• **Aim of the exercise**: Go over the entries below line by line, copying each one that contains the word "patched".

(Collected data)
□ □ □

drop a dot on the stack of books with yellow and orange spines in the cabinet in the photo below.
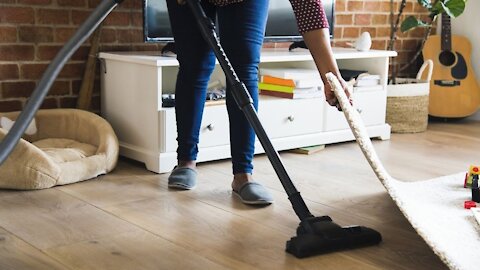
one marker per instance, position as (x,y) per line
(290,83)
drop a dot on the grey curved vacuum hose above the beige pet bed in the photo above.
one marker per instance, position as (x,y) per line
(84,31)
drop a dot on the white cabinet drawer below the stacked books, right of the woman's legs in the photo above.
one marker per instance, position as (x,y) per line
(290,117)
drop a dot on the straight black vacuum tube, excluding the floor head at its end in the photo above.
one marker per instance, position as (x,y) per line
(244,101)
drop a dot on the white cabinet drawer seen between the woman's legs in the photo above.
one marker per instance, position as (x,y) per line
(214,129)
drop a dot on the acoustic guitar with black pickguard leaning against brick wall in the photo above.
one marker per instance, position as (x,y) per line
(454,91)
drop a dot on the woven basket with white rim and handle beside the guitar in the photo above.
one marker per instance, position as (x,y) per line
(407,103)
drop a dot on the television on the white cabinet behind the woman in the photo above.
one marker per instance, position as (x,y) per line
(281,23)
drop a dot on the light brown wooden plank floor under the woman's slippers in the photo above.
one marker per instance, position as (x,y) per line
(128,219)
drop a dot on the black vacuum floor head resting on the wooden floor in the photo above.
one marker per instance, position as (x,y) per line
(319,235)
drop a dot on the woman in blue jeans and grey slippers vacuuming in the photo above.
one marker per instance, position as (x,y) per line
(241,25)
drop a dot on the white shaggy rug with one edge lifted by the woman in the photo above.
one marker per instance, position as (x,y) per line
(433,207)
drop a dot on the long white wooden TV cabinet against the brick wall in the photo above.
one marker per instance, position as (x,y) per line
(132,84)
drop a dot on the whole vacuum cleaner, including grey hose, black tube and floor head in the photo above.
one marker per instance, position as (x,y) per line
(315,235)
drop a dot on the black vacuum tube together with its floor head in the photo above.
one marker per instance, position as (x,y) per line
(315,235)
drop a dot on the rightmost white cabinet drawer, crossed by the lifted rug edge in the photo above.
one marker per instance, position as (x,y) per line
(370,104)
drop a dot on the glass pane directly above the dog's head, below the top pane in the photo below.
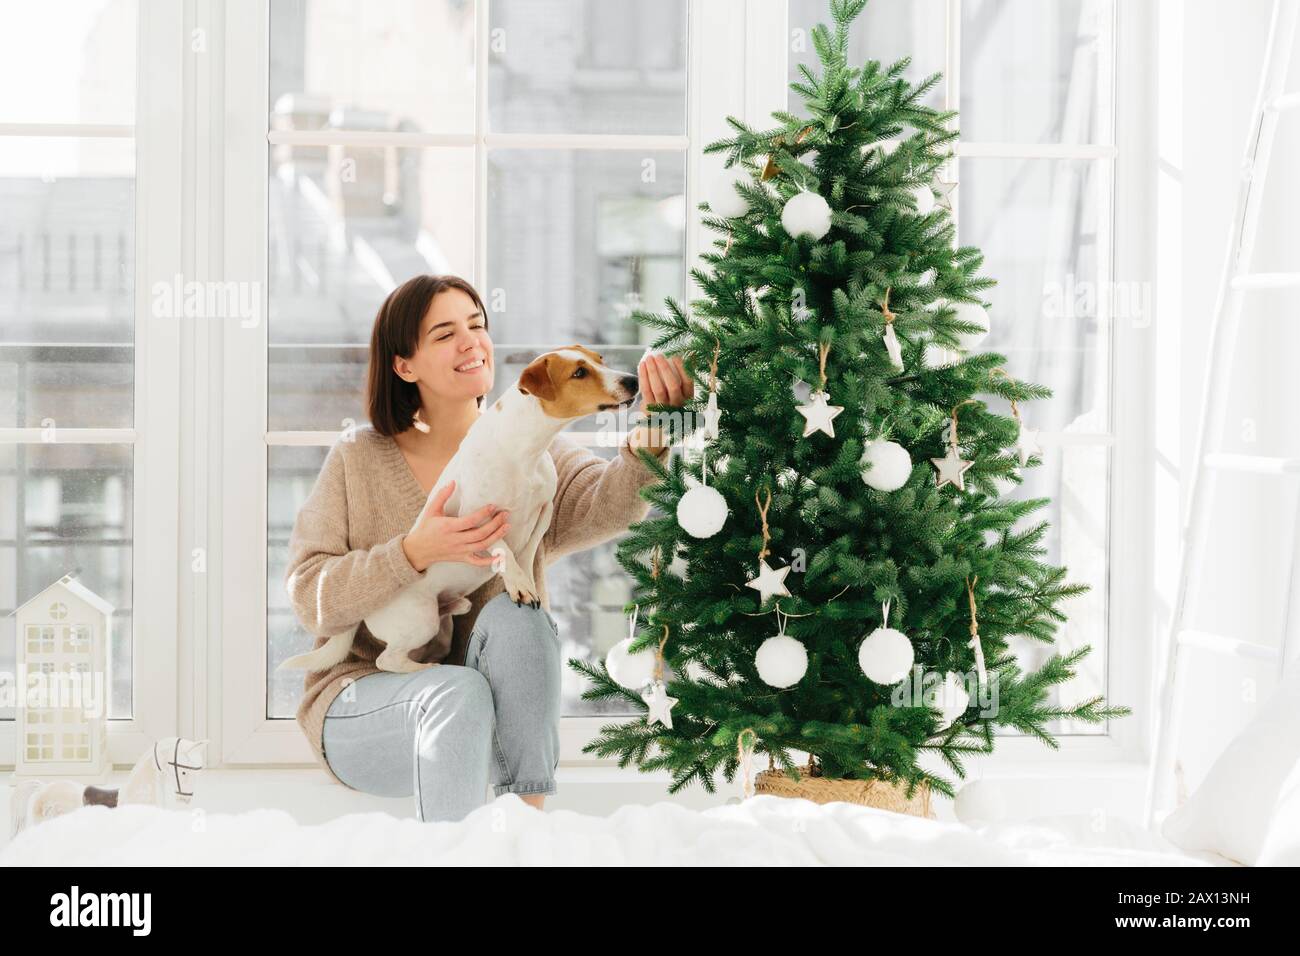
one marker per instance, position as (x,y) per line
(579,239)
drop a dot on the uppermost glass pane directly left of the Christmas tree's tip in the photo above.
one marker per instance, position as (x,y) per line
(588,67)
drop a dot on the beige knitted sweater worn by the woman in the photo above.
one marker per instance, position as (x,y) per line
(346,559)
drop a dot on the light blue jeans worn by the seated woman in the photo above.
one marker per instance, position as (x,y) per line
(445,733)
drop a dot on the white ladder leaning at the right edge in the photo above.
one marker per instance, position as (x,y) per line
(1236,284)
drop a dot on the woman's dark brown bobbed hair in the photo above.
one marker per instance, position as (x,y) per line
(392,403)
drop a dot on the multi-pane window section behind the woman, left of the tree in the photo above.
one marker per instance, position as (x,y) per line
(553,178)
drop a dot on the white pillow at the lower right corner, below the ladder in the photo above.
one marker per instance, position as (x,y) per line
(1245,793)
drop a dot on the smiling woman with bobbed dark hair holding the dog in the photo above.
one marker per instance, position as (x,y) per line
(491,712)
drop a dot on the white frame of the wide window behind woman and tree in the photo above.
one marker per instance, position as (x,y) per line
(738,67)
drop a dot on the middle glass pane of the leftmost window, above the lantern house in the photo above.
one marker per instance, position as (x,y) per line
(67,283)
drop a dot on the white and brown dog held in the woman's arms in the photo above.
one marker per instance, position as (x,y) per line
(504,461)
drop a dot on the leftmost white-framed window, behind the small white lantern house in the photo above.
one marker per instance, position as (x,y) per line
(88,192)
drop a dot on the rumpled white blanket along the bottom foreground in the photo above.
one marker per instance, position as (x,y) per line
(764,830)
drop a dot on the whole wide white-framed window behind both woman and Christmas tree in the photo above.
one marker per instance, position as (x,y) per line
(551,153)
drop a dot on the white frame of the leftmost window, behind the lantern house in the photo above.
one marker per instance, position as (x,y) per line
(157,581)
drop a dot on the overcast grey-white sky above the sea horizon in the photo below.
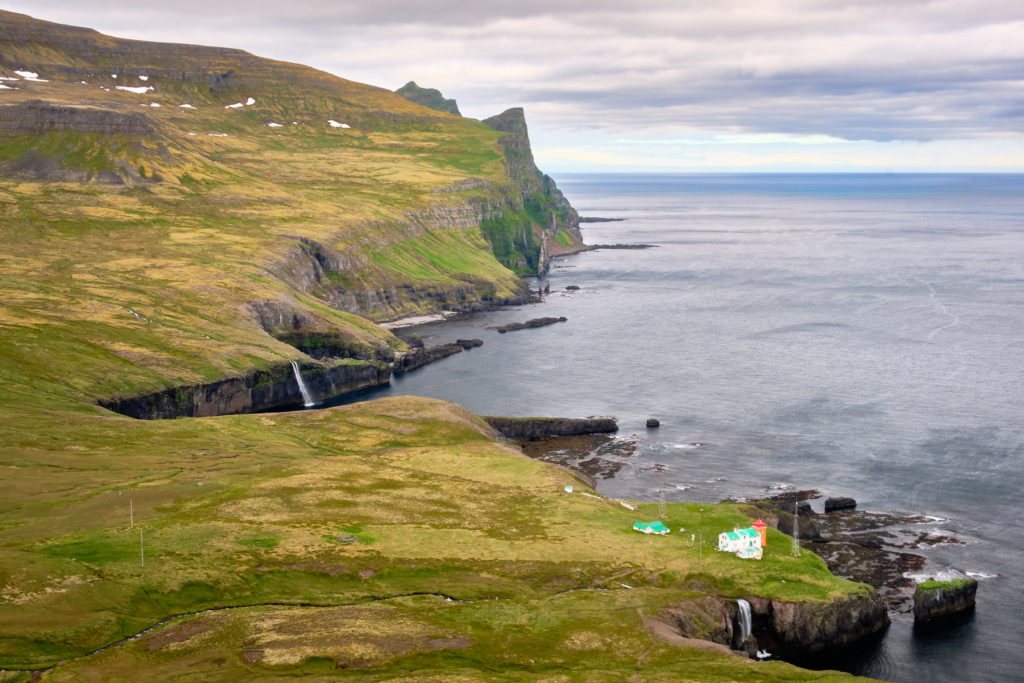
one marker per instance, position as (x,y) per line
(655,86)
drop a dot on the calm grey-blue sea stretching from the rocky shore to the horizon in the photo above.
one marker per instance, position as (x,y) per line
(859,334)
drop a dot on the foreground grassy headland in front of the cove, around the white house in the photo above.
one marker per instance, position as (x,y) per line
(260,513)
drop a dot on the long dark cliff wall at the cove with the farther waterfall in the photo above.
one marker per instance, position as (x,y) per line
(259,391)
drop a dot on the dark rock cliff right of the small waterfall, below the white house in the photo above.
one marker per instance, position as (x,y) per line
(796,630)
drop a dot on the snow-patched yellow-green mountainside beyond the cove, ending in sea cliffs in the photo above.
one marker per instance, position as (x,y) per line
(173,188)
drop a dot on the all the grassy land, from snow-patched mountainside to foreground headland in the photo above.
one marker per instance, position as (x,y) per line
(396,539)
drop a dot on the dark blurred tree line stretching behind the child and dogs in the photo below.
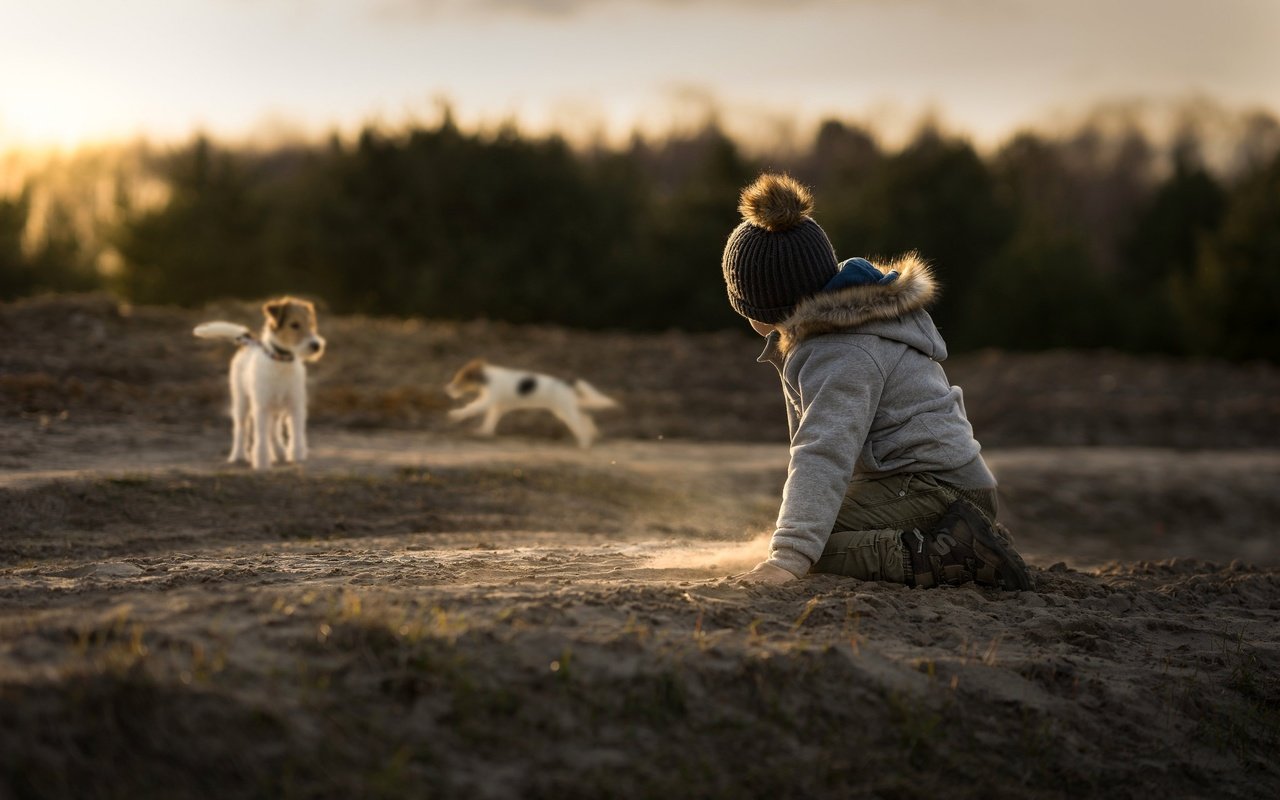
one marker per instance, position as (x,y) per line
(1086,240)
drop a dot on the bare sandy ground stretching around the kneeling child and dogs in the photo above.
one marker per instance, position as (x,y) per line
(418,612)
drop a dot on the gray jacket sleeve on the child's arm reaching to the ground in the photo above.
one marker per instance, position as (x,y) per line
(840,387)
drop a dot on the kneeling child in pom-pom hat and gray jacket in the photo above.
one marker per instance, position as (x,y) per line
(886,481)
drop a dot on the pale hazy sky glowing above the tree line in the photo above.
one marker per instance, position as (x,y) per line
(77,71)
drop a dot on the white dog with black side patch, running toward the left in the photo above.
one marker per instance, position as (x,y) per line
(502,391)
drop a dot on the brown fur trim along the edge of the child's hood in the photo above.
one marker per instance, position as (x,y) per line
(853,307)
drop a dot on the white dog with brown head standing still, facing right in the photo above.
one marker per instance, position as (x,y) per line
(269,382)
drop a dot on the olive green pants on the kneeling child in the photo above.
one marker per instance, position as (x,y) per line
(867,542)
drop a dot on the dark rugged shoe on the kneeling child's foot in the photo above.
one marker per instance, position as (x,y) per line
(964,547)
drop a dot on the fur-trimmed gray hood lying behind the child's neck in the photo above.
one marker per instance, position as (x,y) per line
(888,310)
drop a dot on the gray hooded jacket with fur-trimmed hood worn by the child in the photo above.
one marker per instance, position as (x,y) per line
(866,397)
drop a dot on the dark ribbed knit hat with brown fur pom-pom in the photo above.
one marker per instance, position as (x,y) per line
(778,257)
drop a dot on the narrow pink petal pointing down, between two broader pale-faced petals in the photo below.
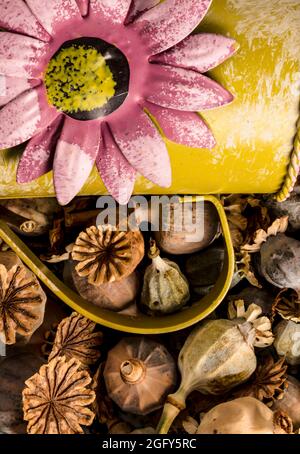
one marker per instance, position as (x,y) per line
(117,174)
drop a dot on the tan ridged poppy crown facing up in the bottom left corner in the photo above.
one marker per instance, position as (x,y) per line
(56,400)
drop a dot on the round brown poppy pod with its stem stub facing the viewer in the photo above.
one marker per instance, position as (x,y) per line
(139,373)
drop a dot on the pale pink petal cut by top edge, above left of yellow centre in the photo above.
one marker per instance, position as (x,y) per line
(52,13)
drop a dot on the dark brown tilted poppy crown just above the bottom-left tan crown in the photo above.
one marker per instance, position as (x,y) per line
(75,338)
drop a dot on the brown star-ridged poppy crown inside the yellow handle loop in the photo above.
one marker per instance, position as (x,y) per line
(106,254)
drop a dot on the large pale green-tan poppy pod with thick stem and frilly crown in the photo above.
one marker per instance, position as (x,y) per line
(217,356)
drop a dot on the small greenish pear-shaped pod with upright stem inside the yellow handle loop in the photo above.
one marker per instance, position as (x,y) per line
(165,288)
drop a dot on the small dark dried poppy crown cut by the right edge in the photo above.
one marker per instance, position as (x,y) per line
(287,305)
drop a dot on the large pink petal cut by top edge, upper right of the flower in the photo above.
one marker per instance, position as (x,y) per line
(170,22)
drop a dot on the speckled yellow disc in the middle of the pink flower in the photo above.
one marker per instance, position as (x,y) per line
(78,79)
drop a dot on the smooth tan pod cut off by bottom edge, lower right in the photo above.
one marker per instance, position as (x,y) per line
(245,415)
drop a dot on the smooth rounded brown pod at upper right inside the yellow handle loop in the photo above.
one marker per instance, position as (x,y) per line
(179,235)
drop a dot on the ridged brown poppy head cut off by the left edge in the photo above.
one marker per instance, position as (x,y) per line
(22,302)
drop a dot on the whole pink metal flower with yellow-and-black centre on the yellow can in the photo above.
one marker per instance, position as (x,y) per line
(82,81)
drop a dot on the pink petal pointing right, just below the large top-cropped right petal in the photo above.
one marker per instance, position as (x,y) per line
(199,52)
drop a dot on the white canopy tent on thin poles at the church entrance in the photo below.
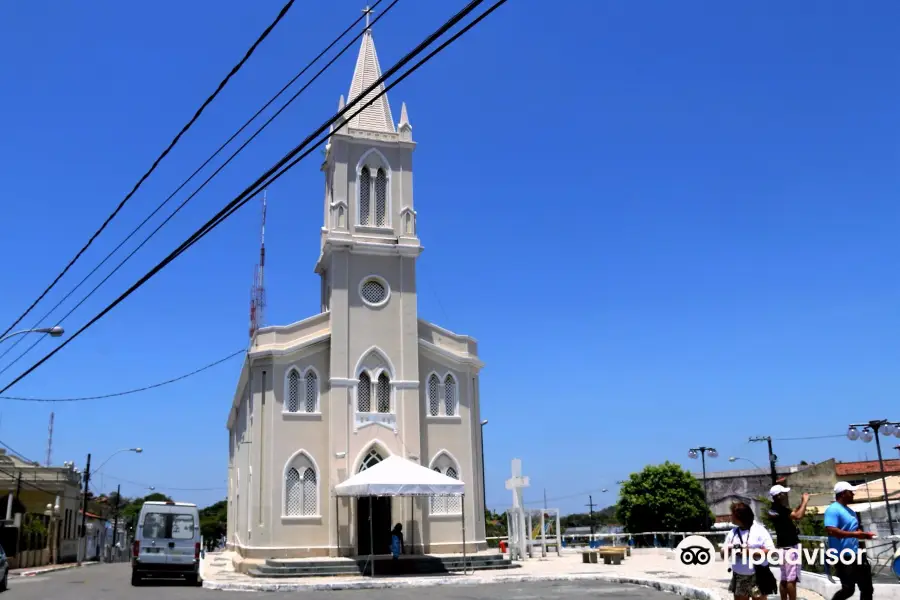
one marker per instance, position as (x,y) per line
(396,476)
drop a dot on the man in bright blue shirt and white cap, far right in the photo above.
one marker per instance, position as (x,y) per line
(844,533)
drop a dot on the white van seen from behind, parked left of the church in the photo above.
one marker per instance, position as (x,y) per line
(166,542)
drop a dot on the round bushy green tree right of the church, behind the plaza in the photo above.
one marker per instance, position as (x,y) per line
(662,498)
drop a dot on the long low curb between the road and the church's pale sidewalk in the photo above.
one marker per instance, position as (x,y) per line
(684,590)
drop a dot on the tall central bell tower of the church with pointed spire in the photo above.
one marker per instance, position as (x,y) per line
(367,265)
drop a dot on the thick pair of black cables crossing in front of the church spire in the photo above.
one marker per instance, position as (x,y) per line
(273,174)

□ □ □

• **Exercise answer**:
drop a dot on the snow-patched yellow-green mountainside beyond the cove, ending in sea cliffs in the photo above.
drop a dot on the all the grassy land, from snow-patched mountainside to foreground headland in the photo above.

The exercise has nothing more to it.